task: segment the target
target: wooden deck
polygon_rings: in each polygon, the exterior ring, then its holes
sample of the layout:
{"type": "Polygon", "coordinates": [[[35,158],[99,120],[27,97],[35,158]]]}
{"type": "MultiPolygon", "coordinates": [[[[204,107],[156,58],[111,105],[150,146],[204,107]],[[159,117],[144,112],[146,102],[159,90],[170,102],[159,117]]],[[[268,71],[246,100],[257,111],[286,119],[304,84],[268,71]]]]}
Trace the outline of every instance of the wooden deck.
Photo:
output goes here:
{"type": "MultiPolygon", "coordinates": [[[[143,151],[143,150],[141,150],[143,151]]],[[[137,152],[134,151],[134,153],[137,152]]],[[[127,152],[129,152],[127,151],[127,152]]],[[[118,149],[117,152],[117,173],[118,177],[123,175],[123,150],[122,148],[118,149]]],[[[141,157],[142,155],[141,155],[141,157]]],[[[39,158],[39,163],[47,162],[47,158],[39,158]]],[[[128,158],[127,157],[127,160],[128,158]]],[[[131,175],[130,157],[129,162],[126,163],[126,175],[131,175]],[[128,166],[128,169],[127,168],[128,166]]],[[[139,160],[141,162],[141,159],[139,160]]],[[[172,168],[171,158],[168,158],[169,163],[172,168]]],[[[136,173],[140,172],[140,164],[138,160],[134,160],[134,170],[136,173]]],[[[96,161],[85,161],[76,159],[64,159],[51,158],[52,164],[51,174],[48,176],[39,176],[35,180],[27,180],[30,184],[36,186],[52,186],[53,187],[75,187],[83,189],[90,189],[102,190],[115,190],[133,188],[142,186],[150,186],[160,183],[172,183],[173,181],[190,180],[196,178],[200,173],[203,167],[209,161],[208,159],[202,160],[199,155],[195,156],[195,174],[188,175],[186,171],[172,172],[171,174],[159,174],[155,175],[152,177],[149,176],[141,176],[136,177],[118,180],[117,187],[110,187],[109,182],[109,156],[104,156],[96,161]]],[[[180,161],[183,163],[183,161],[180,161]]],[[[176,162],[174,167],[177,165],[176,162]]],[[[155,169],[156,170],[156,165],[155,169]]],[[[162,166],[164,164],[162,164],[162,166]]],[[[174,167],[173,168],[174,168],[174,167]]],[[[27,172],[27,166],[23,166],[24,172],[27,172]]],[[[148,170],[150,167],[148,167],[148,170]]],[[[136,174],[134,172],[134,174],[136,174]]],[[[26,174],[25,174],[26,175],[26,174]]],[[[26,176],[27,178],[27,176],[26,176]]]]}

→ WRITTEN REQUEST
Gather every line of the data that contains the word "wooden", treating uppercase and lowercase letters as different.

→ OUTPUT OF THE TASK
target: wooden deck
Trace the outline of every instance of the wooden deck.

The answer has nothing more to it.